(Records in a dataset)

********

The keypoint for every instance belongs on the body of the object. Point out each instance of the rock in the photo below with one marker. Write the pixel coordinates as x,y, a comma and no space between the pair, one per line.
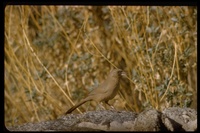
171,119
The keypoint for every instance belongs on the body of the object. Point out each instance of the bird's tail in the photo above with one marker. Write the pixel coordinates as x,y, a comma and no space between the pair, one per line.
77,105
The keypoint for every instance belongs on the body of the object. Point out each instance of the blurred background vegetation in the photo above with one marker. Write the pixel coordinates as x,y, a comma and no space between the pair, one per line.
55,55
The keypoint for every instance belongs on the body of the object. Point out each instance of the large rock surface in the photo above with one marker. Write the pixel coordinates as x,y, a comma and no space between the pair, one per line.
171,119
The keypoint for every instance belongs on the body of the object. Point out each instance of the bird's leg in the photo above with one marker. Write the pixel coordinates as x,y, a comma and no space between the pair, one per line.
100,106
112,107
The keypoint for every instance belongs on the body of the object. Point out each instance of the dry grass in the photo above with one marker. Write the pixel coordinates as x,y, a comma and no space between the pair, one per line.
55,55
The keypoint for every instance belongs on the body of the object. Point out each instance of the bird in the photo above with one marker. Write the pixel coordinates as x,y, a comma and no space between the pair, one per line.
106,91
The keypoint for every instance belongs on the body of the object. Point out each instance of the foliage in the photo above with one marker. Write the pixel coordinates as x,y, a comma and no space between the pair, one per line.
55,55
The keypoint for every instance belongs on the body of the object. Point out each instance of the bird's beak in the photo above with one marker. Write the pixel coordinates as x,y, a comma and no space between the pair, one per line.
123,74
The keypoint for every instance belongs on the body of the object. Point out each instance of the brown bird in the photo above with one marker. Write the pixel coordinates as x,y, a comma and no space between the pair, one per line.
105,91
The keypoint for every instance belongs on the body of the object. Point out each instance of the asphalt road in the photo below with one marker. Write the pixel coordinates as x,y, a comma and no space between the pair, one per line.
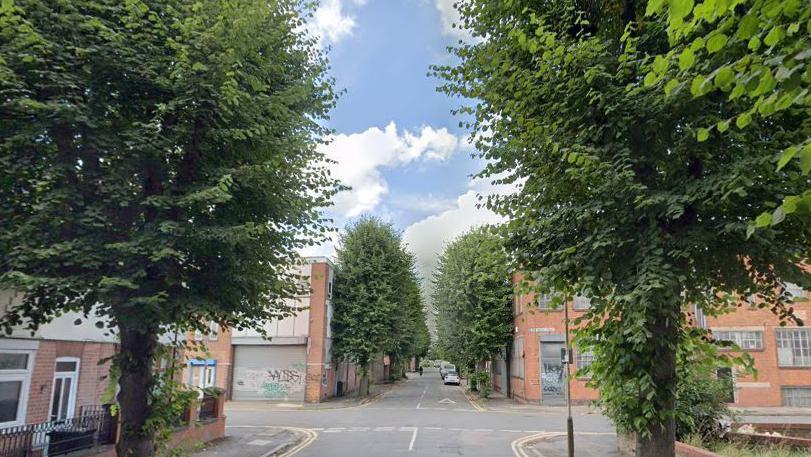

********

§ TO BE DONE
How many lines of the listing contain the word "road"? Give only the number.

§ RESPONSE BELOW
1